**YOUR INSTRUCTIONS**
Show every line from the items below that contains the word "white".

## BEGIN EXTRACTED INFORMATION

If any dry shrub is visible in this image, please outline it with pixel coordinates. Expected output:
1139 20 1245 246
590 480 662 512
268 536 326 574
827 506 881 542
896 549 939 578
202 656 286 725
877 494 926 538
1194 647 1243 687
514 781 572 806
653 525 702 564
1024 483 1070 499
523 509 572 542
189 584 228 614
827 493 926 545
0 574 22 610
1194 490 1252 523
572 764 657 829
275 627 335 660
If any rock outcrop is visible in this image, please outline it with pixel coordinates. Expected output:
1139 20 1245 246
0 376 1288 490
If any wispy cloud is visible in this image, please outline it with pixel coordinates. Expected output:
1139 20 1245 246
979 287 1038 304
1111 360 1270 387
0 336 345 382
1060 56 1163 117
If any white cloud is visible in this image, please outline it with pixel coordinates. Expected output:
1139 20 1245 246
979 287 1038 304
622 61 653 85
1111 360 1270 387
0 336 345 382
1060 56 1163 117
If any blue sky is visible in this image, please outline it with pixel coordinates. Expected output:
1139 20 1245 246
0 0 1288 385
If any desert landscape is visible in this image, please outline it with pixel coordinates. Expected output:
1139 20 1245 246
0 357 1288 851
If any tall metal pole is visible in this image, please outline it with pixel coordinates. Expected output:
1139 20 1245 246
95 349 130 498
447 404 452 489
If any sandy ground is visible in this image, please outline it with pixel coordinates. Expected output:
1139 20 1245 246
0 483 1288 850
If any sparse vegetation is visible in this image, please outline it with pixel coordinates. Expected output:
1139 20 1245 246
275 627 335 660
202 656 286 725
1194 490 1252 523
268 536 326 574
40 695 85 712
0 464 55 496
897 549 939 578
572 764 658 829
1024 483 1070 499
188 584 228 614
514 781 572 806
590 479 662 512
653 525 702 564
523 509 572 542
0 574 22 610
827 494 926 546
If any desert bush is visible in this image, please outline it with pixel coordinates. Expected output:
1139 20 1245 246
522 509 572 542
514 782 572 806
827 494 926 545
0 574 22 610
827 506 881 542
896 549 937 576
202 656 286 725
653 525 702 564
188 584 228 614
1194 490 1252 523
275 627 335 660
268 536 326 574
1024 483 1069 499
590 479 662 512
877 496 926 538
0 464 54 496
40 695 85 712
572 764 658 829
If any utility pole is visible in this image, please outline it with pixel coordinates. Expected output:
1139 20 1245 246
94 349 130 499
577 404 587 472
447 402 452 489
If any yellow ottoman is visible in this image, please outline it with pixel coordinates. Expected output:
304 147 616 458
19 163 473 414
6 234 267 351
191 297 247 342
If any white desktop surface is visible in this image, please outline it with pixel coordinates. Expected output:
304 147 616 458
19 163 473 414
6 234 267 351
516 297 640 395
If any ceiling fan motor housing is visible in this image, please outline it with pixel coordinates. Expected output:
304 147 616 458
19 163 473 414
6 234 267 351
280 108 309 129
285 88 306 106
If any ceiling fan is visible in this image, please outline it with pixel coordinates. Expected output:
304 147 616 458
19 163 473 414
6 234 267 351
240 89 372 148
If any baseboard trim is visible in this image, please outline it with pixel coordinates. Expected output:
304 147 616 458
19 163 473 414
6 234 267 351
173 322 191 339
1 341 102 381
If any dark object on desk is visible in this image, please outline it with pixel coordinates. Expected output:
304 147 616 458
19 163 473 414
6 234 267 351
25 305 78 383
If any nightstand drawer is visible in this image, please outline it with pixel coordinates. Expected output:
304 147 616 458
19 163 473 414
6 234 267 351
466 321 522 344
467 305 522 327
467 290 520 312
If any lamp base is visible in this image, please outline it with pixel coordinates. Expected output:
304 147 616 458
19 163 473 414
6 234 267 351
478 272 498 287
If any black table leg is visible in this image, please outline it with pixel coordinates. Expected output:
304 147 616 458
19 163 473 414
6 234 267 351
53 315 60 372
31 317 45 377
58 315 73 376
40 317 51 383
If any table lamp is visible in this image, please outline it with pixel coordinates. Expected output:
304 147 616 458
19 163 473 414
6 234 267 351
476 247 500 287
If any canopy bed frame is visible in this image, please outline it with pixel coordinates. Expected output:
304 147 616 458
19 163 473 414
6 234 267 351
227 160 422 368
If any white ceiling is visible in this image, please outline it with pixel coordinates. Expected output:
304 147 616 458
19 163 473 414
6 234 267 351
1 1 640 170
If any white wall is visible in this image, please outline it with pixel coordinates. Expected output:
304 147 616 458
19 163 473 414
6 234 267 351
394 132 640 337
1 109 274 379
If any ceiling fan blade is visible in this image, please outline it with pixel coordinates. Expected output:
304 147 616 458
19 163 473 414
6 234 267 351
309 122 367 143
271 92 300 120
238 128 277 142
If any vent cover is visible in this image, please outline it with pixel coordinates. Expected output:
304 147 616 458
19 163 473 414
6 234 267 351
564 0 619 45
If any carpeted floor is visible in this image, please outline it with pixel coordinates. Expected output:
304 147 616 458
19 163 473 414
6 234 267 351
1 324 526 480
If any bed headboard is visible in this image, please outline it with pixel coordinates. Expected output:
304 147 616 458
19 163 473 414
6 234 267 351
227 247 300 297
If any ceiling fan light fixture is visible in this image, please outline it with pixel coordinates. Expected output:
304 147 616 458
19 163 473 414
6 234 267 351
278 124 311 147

## END EXTRACTED INFORMATION

**TASK OUTPUT**
If any white cloud is visible in this image, please outline it with pixel coordinates. Expected output:
If any white desktop surface is visible in this image, please outline it with pixel coordinates. Expected output:
If any white ceiling is visible in this image, please outline it with pixel coordinates. Expected output:
If any white wall is visible in this image, please outline it with pixel coordinates. Expected output:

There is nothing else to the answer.